— START OF DOCUMENT SEGMENT —

Outline of Econometrics Topics

Understand linear in parameters, ie, many nonlinear functions (intrinsically linear) can be estimated with
linear regression analysis

Be able to put into words regression coefficients (being careful to list each independent variable being
held constant) when the variables are in either level form or log form. Understand the formulas for the
regression slope and standard errors in the two variable case (for Mid-Term only from an Excel spread
sheet) and multiple regression.

Be able to interpret regressions that involve quadratic terms (ie, x^2 terms).

Be able to put in words the idea of a coefficient in multiple regression based on partialling out

Understand assumptions made when ordinary least squares estimation is carried out both written in the
form of individual observations and in matrix form.

Understand how the regression coefficients can be thought of as random variables.

Understand the role of the t distribution for hypothesis testing and confidence interval estimation both
in two variable and in multiple regression.

Understand the Analysis of Variance for Regression table, including the decomposition of the sum of
squares (formulas), degrees of freedom (formulas) and mean squares (variances) formulas. Understand
how to calculate the R^2, the standard error of estimate (sigmahat ), the F statistic, the adjusted R^2 (R
bar squared) and the standard deviation of the dependent variable from that table. Put in words the
R^2 and state what the standard error of estimate is an estimate of. Understand when the adjusted R
squared could be used.

— END OF DOCUMENT SEGMENT —
— START OF PROVIDED MATERIAL —

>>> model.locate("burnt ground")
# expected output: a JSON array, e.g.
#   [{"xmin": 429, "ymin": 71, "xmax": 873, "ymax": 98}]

— END OF PROVIDED MATERIAL —

▸ **TASK DESCRIPTION**
Reproduce the econometrics topics outline above in full, word for word.

▸ **REPLY**
Outline of Econometrics Topics

Understand linear in parameters, ie, many nonlinear functions (intrinsically linear) can be estimated with
linear regression analysis

Be able to put into words regression coefficients (being careful to list each independent variable being
held constant) when the variables are in either level form or log form. Understand the formulas for the
regression slope and standard errors in the two variable case (for Mid-Term only from an Excel spread
sheet) and multiple regression.

Be able to interpret regressions that involve quadratic terms (ie, x^2 terms).

Be able to put in words the idea of a coefficient in multiple regression based on partialling out

Understand assumptions made when ordinary least squares estimation is carried out both written in the
form of individual observations and in matrix form.

Understand how the regression coefficients can be thought of as random variables.

Understand the role of the t distribution for hypothesis testing and confidence interval estimation both
in two variable and in multiple regression.

Understand the Analysis of Variance for Regression table, including the decomposition of the sum of
squares (formulas), degrees of freedom (formulas) and mean squares (variances) formulas. Understand
how to calculate the R^2, the standard error of estimate (sigmahat ), the F statistic, the adjusted R^2 (R
bar squared) and the standard deviation of the dependent variable from that table. Put in words the
R^2 and state what the standard error of estimate is an estimate of. Understand when the adjusted R
squared could be used.